EXERCISE GOAL
Copy exactly the lines that run from the one containing "Thanks for the photo. Could you please mark the sky" through the end of the entries, both ends included.

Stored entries
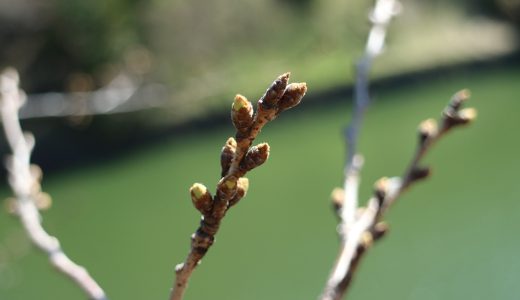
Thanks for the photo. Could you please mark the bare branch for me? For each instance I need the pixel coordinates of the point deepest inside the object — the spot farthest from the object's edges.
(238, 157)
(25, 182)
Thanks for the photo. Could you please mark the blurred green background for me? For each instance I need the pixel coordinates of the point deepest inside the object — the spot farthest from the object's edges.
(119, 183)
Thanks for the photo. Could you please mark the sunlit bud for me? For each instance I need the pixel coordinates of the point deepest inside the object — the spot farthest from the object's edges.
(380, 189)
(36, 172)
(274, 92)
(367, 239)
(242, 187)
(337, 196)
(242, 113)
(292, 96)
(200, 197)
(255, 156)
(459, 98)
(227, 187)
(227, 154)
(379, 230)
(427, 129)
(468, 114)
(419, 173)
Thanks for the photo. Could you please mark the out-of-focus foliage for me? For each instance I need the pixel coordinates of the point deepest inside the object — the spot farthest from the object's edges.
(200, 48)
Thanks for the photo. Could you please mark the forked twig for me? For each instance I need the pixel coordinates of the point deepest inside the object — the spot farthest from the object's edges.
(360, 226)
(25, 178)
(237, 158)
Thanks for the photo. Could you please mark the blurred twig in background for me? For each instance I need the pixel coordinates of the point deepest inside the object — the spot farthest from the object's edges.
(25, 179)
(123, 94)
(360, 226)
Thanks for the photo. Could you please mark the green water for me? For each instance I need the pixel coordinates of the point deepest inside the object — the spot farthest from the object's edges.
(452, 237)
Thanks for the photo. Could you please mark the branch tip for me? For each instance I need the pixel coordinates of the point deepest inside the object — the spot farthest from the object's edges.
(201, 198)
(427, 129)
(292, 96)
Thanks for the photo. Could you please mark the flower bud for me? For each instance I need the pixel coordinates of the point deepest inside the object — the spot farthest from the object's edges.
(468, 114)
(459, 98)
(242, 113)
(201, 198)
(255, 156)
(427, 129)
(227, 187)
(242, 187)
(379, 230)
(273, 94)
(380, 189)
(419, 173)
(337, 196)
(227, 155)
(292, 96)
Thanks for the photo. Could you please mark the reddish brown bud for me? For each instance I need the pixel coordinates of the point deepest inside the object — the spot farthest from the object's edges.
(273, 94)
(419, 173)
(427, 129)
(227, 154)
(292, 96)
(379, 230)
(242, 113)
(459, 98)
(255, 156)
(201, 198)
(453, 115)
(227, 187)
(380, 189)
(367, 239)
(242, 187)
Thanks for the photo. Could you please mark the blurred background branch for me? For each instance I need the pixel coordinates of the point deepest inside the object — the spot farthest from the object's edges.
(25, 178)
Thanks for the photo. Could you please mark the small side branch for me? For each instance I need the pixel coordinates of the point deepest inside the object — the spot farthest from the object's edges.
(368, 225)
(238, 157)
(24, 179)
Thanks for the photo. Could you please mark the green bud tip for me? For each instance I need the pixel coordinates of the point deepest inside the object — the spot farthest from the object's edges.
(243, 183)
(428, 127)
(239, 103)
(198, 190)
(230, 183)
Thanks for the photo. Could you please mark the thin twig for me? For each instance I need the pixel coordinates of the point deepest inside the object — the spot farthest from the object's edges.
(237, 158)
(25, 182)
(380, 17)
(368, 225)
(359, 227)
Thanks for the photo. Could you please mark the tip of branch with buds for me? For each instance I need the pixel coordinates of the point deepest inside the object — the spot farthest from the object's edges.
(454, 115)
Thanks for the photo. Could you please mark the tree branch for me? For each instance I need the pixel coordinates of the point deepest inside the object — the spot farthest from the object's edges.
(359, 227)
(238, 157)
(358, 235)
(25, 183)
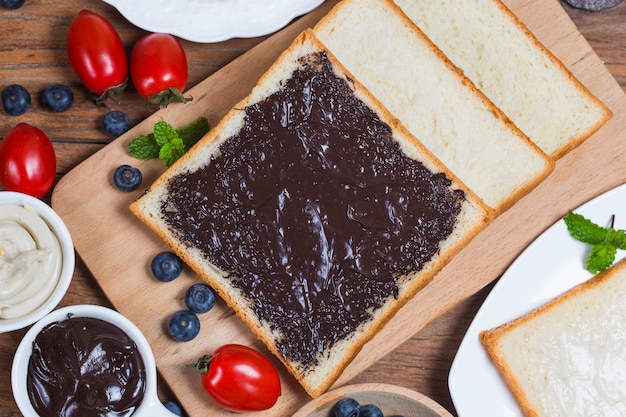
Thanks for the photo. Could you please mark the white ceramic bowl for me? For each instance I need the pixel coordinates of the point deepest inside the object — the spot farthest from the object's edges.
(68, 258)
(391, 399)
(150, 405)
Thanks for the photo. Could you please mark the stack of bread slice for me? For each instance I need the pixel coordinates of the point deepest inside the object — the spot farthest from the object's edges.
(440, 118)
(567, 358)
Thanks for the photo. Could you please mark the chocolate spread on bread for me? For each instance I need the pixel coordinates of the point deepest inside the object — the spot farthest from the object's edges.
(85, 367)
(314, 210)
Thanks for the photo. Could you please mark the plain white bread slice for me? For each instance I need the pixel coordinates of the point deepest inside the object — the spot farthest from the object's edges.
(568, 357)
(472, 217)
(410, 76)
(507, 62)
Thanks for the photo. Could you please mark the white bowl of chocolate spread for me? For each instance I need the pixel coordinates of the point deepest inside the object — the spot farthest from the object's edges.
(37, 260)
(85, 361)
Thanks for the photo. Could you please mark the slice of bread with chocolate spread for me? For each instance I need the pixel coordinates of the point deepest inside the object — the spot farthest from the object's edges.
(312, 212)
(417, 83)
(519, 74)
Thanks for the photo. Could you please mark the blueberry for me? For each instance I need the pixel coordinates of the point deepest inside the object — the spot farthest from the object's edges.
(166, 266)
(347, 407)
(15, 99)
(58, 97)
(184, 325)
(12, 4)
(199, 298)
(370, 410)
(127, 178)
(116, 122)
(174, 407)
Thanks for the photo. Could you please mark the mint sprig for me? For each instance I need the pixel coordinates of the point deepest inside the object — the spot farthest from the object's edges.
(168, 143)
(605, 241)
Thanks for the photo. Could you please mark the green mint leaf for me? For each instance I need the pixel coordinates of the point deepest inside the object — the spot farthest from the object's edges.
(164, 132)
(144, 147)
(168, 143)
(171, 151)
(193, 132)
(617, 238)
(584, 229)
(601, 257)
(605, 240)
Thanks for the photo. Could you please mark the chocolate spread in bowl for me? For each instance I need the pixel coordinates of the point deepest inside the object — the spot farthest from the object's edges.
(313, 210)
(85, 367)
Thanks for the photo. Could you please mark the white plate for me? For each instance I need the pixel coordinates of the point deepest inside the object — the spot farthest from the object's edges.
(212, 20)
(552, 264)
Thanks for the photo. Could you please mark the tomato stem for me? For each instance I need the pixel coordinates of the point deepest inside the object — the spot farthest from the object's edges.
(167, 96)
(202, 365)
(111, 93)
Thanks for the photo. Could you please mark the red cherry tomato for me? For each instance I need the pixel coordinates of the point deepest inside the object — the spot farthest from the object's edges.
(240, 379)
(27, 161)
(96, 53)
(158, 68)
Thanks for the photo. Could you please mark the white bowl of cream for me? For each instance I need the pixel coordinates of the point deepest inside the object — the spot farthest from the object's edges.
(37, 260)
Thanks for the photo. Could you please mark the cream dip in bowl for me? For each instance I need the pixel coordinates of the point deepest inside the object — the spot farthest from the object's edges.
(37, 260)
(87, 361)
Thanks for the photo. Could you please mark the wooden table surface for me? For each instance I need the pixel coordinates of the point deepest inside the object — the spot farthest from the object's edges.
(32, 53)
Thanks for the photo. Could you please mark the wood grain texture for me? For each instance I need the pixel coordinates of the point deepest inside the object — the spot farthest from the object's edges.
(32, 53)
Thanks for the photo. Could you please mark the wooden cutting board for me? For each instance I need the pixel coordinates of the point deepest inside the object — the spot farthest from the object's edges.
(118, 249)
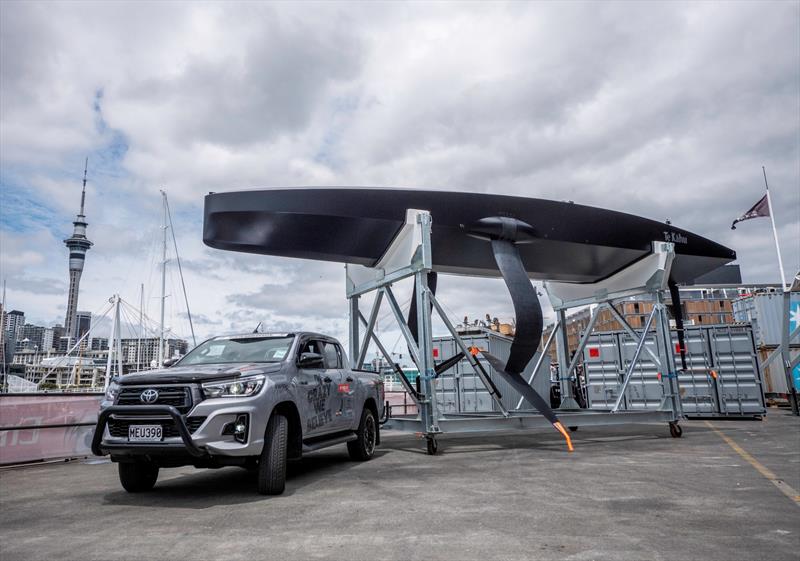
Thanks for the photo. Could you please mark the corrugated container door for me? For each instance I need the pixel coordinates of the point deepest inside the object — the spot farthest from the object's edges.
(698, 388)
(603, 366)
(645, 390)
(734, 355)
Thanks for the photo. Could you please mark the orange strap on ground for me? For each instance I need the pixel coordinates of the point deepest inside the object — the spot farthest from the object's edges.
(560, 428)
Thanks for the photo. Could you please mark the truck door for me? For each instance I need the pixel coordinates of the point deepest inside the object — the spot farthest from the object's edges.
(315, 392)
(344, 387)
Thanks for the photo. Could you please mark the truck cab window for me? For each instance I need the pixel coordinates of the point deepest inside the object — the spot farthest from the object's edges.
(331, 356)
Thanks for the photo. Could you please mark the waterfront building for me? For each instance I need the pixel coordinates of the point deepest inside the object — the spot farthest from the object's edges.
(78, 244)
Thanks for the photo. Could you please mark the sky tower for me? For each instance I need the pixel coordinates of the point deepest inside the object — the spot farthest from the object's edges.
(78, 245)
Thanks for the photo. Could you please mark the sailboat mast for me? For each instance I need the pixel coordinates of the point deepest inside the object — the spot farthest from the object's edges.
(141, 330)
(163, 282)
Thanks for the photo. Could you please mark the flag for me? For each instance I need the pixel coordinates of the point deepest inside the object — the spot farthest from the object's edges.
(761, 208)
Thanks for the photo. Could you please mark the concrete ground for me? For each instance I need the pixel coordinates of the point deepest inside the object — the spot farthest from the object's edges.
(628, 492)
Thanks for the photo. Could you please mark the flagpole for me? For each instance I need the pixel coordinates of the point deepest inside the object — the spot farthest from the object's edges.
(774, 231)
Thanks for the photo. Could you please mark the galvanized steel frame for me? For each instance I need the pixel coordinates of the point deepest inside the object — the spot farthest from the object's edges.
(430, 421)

RESPONSE TO THIS TASK
Thanks for the photo. Could you please mark the sky tower for me? For each instance I need the pixel coordinates of the point deepest inside the object — the spot farthest from the object's edges.
(78, 245)
Thanks for the photo. Could you please mark the sailboat mast for me? For each instance I need the pixel coordinates of the point deepest inside the object — the spot farthest from the object's edges.
(141, 330)
(163, 282)
Thanks for the photo. Could you please mark the flag for me? For each instance I need the pixel coordinates of the point deepest inside the object — the spot farthest from the object's edges.
(761, 208)
Thanks for the photo. Could you please mark the concrete ground for me? For each instance I need the pixel coordinates of the point deepest inside the object — the spot farthest from the object's edges.
(628, 492)
Thanks for the photo. Could you please mark the flagpole for me? For each instance I need the pixel coordinates of the point deepest inside the object — the spot farthest from the object's edges.
(774, 231)
Thanks for the photo. Could you please mark the galvanized steel frame for me? For each instance I need the pixel coordinates of the point deepest inside the object — the spot farthest from the object's edges.
(430, 421)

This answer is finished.